What the task requires: Filter the data below, keeping only the lines that contain the string "poster". Treat the match as case-sensitive.

Records of labeled points:

════════════════════

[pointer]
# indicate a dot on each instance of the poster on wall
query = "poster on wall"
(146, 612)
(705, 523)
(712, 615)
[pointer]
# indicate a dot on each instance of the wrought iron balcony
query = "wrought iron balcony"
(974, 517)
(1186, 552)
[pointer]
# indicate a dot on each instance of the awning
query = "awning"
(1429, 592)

════════════════════

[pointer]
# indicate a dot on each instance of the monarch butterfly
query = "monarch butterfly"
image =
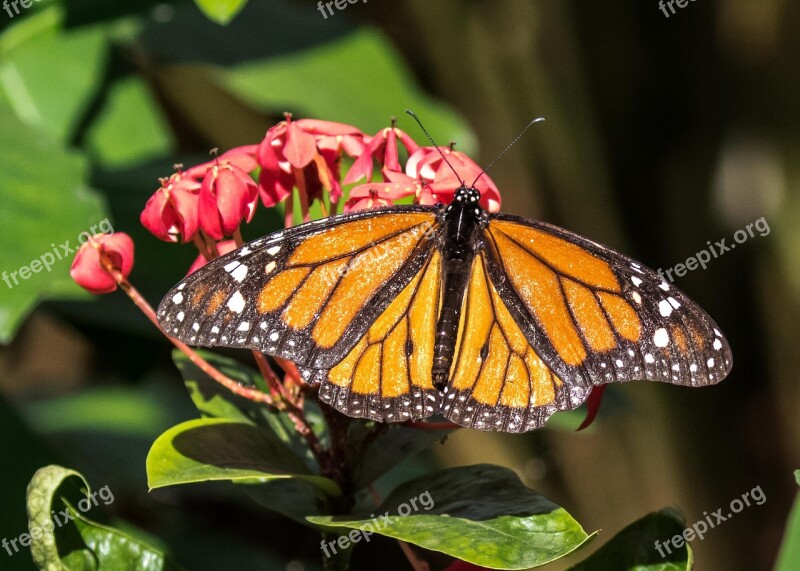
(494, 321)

════════════════════

Answer in full:
# indicate a dot on each instance of the poster on wall
query = "poster on wall"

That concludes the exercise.